Work to do:
Write the lines below as a JSON list of strings, with one string per line and no blank lines.

**** Available records ****

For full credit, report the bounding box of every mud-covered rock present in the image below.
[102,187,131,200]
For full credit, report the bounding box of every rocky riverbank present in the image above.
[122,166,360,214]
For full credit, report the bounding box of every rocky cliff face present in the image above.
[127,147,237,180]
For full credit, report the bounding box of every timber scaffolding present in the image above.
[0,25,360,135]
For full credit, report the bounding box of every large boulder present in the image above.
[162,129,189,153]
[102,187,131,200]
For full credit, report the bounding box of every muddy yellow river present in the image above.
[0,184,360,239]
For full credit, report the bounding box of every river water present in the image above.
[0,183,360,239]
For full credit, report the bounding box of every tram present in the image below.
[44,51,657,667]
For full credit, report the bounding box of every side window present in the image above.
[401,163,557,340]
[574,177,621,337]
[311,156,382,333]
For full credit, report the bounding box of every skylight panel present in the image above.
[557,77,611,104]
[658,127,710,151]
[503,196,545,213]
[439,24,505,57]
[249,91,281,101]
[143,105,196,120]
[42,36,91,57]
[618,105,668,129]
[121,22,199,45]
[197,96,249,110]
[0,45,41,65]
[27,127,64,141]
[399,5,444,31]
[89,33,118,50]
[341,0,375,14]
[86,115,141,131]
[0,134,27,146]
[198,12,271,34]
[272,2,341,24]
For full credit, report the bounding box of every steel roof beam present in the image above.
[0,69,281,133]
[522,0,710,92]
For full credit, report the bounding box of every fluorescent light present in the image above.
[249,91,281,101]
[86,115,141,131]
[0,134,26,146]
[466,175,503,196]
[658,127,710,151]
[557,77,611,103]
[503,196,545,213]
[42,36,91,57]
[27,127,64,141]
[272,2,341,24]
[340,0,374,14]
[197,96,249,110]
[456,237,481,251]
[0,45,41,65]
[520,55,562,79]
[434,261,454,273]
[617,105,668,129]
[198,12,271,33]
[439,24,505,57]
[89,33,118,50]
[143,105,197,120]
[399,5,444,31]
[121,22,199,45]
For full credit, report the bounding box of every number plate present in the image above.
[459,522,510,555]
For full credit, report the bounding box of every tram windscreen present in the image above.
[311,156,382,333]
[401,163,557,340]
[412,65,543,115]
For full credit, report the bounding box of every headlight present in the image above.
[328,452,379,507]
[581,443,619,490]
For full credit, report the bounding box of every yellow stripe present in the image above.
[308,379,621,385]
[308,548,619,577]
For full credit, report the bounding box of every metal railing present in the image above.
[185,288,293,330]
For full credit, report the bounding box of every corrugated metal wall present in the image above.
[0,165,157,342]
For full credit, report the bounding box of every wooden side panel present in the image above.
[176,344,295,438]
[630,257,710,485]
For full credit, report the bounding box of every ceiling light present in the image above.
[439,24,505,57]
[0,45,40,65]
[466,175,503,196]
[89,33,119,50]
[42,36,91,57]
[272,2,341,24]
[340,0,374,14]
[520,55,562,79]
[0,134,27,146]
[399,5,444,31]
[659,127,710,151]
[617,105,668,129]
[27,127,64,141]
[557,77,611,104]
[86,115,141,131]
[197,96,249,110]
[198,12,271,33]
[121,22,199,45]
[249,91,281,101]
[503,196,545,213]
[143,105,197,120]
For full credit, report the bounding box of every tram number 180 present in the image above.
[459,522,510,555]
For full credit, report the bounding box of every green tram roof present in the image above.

****

Solution for this problem:
[
  "For full credit, report the bounding box of every mud-covered rock present in the image below.",
  "[102,187,131,200]",
  "For full credit, report the bounding box of every rocky riverbank present in the image above.",
  "[122,166,360,214]",
  "For full credit, report the bounding box of every rocky cliff face present in the image above.",
  "[127,147,237,180]",
  "For full credit, report the bounding box of every timber scaffolding present in the image above.",
  "[0,25,360,135]",
  "For full credit, report the bounding box of every large boulder present in the image above.",
  "[162,129,189,153]",
  "[102,187,131,200]",
  "For full credit, report the bounding box of every muddy yellow river present in the image above.",
  "[0,184,360,239]",
  "For full credit, report the bounding box of every river water present in the image above.",
  "[0,183,360,239]",
  "For full credit, report the bounding box of every tram present in the image below.",
  "[44,51,657,667]",
  "For full credit, report the bounding box of every side window present in the image above.",
  "[401,163,557,340]",
  "[574,177,621,337]",
  "[311,156,382,333]",
  "For full credit, report the bounding box of every skylight panel present in the image above.",
  "[557,77,611,104]",
  "[658,127,710,151]",
  "[503,196,545,213]",
  "[439,24,505,57]",
  "[249,91,281,101]",
  "[143,105,196,120]",
  "[42,36,91,57]",
  "[618,105,668,129]",
  "[121,22,199,45]",
  "[197,96,249,110]",
  "[0,45,41,65]",
  "[27,127,64,141]",
  "[399,5,444,31]",
  "[89,33,118,50]",
  "[341,0,375,14]",
  "[86,115,141,131]",
  "[0,134,27,146]",
  "[198,12,271,34]",
  "[272,2,341,24]",
  "For full credit, report the bounding box of every steel roof beam present in the image above.",
  "[0,69,281,133]",
  "[522,0,710,92]",
  "For full credit, report the bounding box of every fluorescent light present in the image above.",
  "[249,91,281,101]",
  "[86,115,141,131]",
  "[0,134,26,146]",
  "[466,175,503,196]",
  "[658,127,710,151]",
  "[557,77,611,103]",
  "[503,196,545,213]",
  "[42,36,91,57]",
  "[27,127,64,141]",
  "[272,2,341,24]",
  "[340,0,374,14]",
  "[197,96,249,110]",
  "[456,237,481,251]",
  "[0,45,41,65]",
  "[520,55,562,79]",
  "[434,261,454,273]",
  "[617,105,668,129]",
  "[198,12,271,33]",
  "[439,24,505,57]",
  "[89,33,118,50]",
  "[143,105,197,120]",
  "[399,5,444,31]",
  "[121,22,199,45]",
  "For full credit, report the bounding box of every number plate present in the image above.",
  "[459,522,510,555]",
  "For full credit, report the bounding box of every tram windscreen present in the image above.",
  "[311,156,382,333]",
  "[401,163,557,340]",
  "[412,65,543,115]",
  "For full credit, report the bounding box of every headlight present in the image above.",
  "[328,452,379,507]",
  "[581,443,619,490]",
  "For full credit, report the bounding box of every yellow stripe present in the image above.",
  "[308,379,621,385]",
  "[308,548,619,577]",
  "For full credit, report the bounding box of every metal railing present in the image above.",
  "[185,288,293,330]",
  "For full credit, report the bounding box of every corrugated metal wall present in the image above.",
  "[0,165,157,342]",
  "For full credit, report the bounding box of every wooden side panel present in the image above.",
  "[176,344,295,438]",
  "[630,257,710,485]",
  "For full credit, report the bounding box of every ceiling light present in the image above.",
  "[439,24,505,57]",
  "[0,45,40,65]",
  "[466,175,503,196]",
  "[89,33,119,50]",
  "[42,36,91,57]",
  "[272,2,341,24]",
  "[340,0,374,14]",
  "[520,55,562,79]",
  "[0,134,27,146]",
  "[399,5,444,31]",
  "[659,127,710,151]",
  "[617,105,668,129]",
  "[27,127,64,141]",
  "[557,77,611,104]",
  "[86,115,141,131]",
  "[197,96,249,110]",
  "[198,12,271,33]",
  "[121,22,199,45]",
  "[249,91,281,101]",
  "[503,196,545,213]",
  "[143,105,197,120]",
  "For full credit, report the bounding box of every tram number 180 present in the image above.",
  "[459,522,510,555]",
  "For full credit, report the bounding box of every green tram roof present in the image above."
]